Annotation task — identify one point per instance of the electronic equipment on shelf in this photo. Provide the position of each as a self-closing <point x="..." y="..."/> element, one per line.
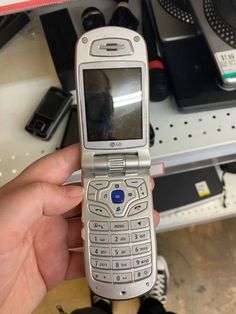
<point x="217" y="21"/>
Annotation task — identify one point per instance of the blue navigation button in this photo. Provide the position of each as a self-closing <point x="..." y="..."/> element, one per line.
<point x="117" y="196"/>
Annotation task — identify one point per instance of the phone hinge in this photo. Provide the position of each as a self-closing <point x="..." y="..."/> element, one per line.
<point x="115" y="165"/>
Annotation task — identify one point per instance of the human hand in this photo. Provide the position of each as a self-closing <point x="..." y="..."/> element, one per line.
<point x="34" y="236"/>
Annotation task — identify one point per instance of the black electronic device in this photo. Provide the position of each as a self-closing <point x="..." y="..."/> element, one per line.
<point x="185" y="189"/>
<point x="10" y="25"/>
<point x="217" y="21"/>
<point x="61" y="38"/>
<point x="174" y="19"/>
<point x="122" y="16"/>
<point x="49" y="113"/>
<point x="92" y="18"/>
<point x="71" y="134"/>
<point x="158" y="85"/>
<point x="193" y="74"/>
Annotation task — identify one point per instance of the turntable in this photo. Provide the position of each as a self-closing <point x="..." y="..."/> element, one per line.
<point x="217" y="21"/>
<point x="194" y="35"/>
<point x="174" y="19"/>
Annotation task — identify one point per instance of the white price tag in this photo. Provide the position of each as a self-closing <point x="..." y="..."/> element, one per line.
<point x="226" y="61"/>
<point x="7" y="2"/>
<point x="202" y="188"/>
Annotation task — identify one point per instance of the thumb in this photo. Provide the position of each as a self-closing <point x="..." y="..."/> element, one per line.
<point x="22" y="208"/>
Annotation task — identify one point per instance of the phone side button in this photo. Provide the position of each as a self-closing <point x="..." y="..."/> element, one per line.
<point x="83" y="234"/>
<point x="98" y="210"/>
<point x="105" y="277"/>
<point x="141" y="274"/>
<point x="138" y="208"/>
<point x="92" y="193"/>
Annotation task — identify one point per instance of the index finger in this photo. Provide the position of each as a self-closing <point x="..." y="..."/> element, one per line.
<point x="54" y="168"/>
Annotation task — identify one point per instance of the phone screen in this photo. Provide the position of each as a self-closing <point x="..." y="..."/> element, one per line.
<point x="113" y="104"/>
<point x="52" y="104"/>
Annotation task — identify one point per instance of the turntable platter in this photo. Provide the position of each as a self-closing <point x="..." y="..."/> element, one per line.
<point x="221" y="16"/>
<point x="179" y="9"/>
<point x="227" y="10"/>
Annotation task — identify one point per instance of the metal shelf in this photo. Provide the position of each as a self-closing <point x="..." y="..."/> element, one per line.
<point x="182" y="141"/>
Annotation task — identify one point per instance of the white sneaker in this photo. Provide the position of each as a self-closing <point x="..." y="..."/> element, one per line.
<point x="159" y="290"/>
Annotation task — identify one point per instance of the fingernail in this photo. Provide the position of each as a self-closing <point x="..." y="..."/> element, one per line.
<point x="73" y="190"/>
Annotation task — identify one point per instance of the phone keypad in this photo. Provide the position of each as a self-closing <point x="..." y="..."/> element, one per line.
<point x="120" y="249"/>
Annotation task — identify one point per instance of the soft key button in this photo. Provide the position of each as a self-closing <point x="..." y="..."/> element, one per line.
<point x="138" y="208"/>
<point x="142" y="248"/>
<point x="99" y="210"/>
<point x="122" y="278"/>
<point x="142" y="190"/>
<point x="134" y="182"/>
<point x="120" y="238"/>
<point x="140" y="236"/>
<point x="119" y="226"/>
<point x="117" y="196"/>
<point x="139" y="223"/>
<point x="101" y="184"/>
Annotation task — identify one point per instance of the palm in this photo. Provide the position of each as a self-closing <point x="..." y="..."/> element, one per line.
<point x="38" y="262"/>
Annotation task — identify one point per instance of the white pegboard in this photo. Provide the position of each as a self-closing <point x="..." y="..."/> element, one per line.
<point x="182" y="139"/>
<point x="202" y="213"/>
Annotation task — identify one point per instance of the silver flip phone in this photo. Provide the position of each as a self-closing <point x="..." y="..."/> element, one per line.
<point x="117" y="210"/>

------

## WHAT NEEDS TO BE DONE:
Convert every line of the data above into a JSON list of strings with one string per line, skipping blank lines and leaving out the picture.

## OUTPUT:
[
  "Annotation task — identify one point per instance of the electronic equipment on shelf in this photo. Provide the position of each as a self-closing <point x=\"...\" y=\"...\"/> element, one per line.",
  "<point x=\"217\" y=\"21\"/>",
  "Annotation task — identify one point per instance of the blue navigation button in this photo. Provide the position of each as a self-closing <point x=\"...\" y=\"...\"/> element, one per line.",
  "<point x=\"117\" y=\"196\"/>",
  "Annotation task — identify one point per instance of the phone hinge in this photo. Provide the position of each as a self-closing <point x=\"...\" y=\"...\"/> element, one per line.",
  "<point x=\"115\" y=\"165\"/>",
  "Annotation task — identify one point per instance of the human hand in this photo. Provide the position of each as a self-closing <point x=\"...\" y=\"...\"/> element, one per line.",
  "<point x=\"34\" y=\"236\"/>",
  "Annotation task — identify one point per instance of the black electronic device in this photo. Provide the position of each as a self-closing <point x=\"...\" y=\"...\"/> element, one per line.",
  "<point x=\"185\" y=\"189\"/>",
  "<point x=\"10\" y=\"25\"/>",
  "<point x=\"217\" y=\"21\"/>",
  "<point x=\"61\" y=\"38\"/>",
  "<point x=\"174\" y=\"19\"/>",
  "<point x=\"122\" y=\"16\"/>",
  "<point x=\"49\" y=\"113\"/>",
  "<point x=\"92\" y=\"18\"/>",
  "<point x=\"71\" y=\"134\"/>",
  "<point x=\"158\" y=\"85\"/>",
  "<point x=\"193\" y=\"74\"/>",
  "Annotation task — identify one point per instance of the turntable in this photo. Provide the position of each as a self-closing <point x=\"...\" y=\"...\"/> element, one per line.",
  "<point x=\"217\" y=\"21\"/>",
  "<point x=\"194\" y=\"35\"/>",
  "<point x=\"174\" y=\"19\"/>",
  "Annotation task — identify one point per instance of the white price tag in this photo. Provide the position of each as a self-closing <point x=\"...\" y=\"...\"/> element, one per line.",
  "<point x=\"226\" y=\"61\"/>",
  "<point x=\"7\" y=\"2\"/>",
  "<point x=\"202\" y=\"188\"/>",
  "Annotation task — identify one point per instance of the thumb in this photo. Provide the position of each as a self-closing <point x=\"...\" y=\"...\"/> element, one per line.",
  "<point x=\"22\" y=\"208\"/>",
  "Annotation task — identify one point per instance of the phone side button in this photo. Provide the position of each as a self-closing <point x=\"...\" y=\"...\"/> element, one per line.",
  "<point x=\"83\" y=\"234\"/>",
  "<point x=\"98\" y=\"210\"/>",
  "<point x=\"105\" y=\"277\"/>",
  "<point x=\"141\" y=\"274\"/>",
  "<point x=\"138\" y=\"208\"/>",
  "<point x=\"92\" y=\"193\"/>",
  "Annotation task — identify one point per instance of the index finger in this photo. Provide the position of each as a self-closing <point x=\"...\" y=\"...\"/> element, one per line.",
  "<point x=\"54\" y=\"168\"/>",
  "Annotation task — identify one point per instance of the phone screen in this photo. Provide the position of each as a self-closing <point x=\"...\" y=\"...\"/> element, one per line.",
  "<point x=\"113\" y=\"104\"/>",
  "<point x=\"52\" y=\"104\"/>",
  "Annotation task — identify one point per instance of the turntable platter in this photo. Provide the position of each as a self-closing <point x=\"...\" y=\"...\"/> element, one per line.",
  "<point x=\"221\" y=\"16\"/>",
  "<point x=\"179\" y=\"9\"/>",
  "<point x=\"227\" y=\"10\"/>",
  "Annotation task — identify one point per instance of the metal shelf in this photo. Provide the position of each as a self-closing <point x=\"...\" y=\"...\"/> element, one per line.",
  "<point x=\"182\" y=\"141\"/>",
  "Annotation task — identify one point per instance of the white sneaker in this photo. Provide the position of each as a self-closing <point x=\"...\" y=\"...\"/> element, one per line.",
  "<point x=\"159\" y=\"290\"/>",
  "Annotation task — identify one point per instance of the fingernail in this photo. Provide the position of each as a self-closing <point x=\"...\" y=\"...\"/> element, one per line.",
  "<point x=\"73\" y=\"190\"/>",
  "Annotation task — identify one point per instance of the phone keypad in this photo. Provide the position of each as a self-closing <point x=\"...\" y=\"...\"/> element, one per line.",
  "<point x=\"120\" y=\"249\"/>",
  "Annotation task — identify one point per instance of the soft key button in this photo. Provide the position of each as a self-closing <point x=\"...\" y=\"...\"/> element, one per line.",
  "<point x=\"138\" y=\"208\"/>",
  "<point x=\"142\" y=\"248\"/>",
  "<point x=\"99\" y=\"210\"/>",
  "<point x=\"122\" y=\"278\"/>",
  "<point x=\"142\" y=\"190\"/>",
  "<point x=\"134\" y=\"182\"/>",
  "<point x=\"120\" y=\"238\"/>",
  "<point x=\"140\" y=\"236\"/>",
  "<point x=\"119\" y=\"226\"/>",
  "<point x=\"117\" y=\"196\"/>",
  "<point x=\"139\" y=\"223\"/>",
  "<point x=\"101\" y=\"184\"/>",
  "Annotation task — identify one point per instance of the palm in this photo. Provide the position of each as a self-closing <point x=\"...\" y=\"...\"/> element, one per line.",
  "<point x=\"38\" y=\"262\"/>",
  "Annotation task — identify one point per instance of the white pegboard in this photo. Provide the position of each as a self-closing <point x=\"...\" y=\"...\"/> element, one per line.",
  "<point x=\"182\" y=\"139\"/>",
  "<point x=\"202\" y=\"213\"/>",
  "Annotation task — identify one point per instance of the silver flip phone in this photo. Provide the position of each as a self-closing <point x=\"...\" y=\"...\"/> element, one per line.",
  "<point x=\"117\" y=\"210\"/>"
]